>> start Input rows

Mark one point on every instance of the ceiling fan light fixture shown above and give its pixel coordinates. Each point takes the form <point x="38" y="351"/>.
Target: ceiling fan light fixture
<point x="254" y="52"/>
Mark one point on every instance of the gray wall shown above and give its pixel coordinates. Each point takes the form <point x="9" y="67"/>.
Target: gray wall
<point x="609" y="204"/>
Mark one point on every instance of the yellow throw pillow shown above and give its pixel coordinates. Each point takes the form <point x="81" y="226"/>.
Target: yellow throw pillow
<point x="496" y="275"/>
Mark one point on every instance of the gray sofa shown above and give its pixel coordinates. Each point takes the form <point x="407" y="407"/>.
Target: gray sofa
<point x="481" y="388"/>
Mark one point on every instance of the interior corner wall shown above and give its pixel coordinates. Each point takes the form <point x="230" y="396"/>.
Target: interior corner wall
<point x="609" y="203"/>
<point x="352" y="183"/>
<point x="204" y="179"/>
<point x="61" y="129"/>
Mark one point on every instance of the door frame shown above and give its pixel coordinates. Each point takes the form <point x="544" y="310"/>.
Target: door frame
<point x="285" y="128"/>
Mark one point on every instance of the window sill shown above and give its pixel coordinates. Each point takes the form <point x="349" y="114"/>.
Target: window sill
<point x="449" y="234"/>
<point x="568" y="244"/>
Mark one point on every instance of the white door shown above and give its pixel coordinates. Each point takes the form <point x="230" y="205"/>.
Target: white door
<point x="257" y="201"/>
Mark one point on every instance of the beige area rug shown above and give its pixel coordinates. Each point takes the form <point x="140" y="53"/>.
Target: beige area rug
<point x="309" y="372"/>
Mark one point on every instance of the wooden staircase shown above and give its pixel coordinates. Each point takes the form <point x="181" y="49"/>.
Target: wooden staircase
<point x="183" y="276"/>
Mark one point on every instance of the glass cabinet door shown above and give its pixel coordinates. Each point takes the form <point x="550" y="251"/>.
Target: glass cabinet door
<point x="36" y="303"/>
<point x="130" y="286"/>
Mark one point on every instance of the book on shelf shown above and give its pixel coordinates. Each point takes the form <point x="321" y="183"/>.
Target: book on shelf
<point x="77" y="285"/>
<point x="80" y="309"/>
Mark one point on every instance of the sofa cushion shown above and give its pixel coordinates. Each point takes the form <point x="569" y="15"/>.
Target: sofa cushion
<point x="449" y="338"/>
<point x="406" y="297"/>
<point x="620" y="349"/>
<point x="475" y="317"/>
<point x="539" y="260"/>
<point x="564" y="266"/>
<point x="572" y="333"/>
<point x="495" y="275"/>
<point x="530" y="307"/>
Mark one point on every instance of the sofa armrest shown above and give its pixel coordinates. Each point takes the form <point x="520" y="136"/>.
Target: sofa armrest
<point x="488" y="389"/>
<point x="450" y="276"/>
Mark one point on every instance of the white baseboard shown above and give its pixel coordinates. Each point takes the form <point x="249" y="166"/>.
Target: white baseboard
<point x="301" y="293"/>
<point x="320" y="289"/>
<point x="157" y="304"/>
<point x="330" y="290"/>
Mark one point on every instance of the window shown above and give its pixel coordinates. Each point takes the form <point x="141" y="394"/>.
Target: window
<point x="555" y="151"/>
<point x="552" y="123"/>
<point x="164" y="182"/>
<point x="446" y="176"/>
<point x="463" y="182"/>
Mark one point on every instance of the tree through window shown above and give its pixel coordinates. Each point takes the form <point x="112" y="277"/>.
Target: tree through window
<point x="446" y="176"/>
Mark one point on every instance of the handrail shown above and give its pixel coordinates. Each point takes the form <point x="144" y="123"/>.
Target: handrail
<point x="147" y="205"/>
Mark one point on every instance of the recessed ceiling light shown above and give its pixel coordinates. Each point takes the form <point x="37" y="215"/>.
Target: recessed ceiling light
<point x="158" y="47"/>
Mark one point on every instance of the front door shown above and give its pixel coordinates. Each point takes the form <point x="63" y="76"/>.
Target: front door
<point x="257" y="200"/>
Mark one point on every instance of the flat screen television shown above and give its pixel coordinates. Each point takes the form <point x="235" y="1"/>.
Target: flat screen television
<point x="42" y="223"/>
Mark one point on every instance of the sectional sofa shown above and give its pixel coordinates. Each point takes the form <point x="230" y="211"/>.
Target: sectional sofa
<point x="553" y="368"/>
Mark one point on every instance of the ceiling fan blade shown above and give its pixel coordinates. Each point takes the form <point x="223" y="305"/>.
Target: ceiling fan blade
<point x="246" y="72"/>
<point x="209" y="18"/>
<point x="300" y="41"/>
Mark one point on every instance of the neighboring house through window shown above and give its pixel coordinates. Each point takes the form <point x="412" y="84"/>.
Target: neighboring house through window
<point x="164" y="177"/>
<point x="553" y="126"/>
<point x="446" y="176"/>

>> end Input rows
>> start Input rows

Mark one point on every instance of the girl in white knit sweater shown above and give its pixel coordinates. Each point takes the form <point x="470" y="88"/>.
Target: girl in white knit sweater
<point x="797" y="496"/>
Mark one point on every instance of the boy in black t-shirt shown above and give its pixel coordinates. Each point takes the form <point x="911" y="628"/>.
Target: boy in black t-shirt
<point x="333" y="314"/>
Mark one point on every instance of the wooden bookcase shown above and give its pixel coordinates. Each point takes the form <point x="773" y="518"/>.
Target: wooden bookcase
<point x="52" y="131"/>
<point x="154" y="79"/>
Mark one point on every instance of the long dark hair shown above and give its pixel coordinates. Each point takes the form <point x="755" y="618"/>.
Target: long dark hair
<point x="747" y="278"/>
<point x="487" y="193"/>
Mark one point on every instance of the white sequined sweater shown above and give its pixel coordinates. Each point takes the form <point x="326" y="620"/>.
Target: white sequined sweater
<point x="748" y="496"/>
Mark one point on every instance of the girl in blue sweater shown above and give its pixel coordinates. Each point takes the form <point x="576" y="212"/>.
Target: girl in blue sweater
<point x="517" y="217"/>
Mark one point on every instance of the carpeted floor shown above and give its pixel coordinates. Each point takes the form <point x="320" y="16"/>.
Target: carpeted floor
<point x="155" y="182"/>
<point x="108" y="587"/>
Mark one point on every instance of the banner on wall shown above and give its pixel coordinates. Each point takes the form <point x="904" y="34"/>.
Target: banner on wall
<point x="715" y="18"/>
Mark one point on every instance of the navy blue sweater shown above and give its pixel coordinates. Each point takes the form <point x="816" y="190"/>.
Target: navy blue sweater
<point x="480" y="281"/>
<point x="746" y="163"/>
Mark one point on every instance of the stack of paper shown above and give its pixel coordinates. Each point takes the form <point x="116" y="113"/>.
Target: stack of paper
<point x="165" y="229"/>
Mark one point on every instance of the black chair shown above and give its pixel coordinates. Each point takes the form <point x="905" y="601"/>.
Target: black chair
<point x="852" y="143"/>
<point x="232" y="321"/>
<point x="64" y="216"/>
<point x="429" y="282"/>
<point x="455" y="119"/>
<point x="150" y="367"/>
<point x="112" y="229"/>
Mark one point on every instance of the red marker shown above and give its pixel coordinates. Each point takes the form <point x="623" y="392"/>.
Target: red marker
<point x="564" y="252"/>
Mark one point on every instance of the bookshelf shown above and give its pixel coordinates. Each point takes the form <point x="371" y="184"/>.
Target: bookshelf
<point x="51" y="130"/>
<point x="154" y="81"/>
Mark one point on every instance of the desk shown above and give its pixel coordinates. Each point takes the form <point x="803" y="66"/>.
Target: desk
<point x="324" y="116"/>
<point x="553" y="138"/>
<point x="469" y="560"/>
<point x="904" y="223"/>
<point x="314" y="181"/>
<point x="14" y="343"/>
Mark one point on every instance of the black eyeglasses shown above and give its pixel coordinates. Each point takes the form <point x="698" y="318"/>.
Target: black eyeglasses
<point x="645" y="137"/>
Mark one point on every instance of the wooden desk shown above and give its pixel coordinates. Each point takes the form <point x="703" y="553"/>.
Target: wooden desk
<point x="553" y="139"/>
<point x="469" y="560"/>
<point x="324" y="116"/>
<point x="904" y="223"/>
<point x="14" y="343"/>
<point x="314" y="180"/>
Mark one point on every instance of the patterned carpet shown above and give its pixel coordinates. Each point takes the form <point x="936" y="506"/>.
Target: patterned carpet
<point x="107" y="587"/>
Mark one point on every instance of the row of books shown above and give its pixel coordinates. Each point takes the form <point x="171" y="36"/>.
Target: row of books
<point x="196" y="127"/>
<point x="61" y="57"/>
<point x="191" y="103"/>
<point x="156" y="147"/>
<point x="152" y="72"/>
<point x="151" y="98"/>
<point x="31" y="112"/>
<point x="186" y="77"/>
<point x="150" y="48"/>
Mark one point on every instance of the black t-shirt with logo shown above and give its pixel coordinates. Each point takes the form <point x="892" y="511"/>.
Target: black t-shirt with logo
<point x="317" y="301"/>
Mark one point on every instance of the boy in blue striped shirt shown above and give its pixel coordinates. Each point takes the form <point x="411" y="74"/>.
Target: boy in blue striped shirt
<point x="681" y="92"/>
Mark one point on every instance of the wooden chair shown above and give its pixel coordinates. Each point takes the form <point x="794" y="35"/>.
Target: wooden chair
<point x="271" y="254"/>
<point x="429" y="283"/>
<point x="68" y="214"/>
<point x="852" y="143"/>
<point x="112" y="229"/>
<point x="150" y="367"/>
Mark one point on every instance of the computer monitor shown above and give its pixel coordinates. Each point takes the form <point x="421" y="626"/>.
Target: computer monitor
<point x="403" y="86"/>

>> end Input rows
>> start Input rows

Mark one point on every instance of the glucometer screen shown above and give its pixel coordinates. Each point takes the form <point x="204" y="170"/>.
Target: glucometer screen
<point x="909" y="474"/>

>> end Input rows

From the records above, gather every line that contains the string "screen", and treat the match as case-sensitive.

Mark one point on every instance of the flat screen television shown above and give its pixel coordinates. Each point takes the form <point x="235" y="1"/>.
Target: flat screen television
Mark one point on every instance of the glucometer screen shown above and give its pixel coordinates. Each point takes the form <point x="204" y="170"/>.
Target: glucometer screen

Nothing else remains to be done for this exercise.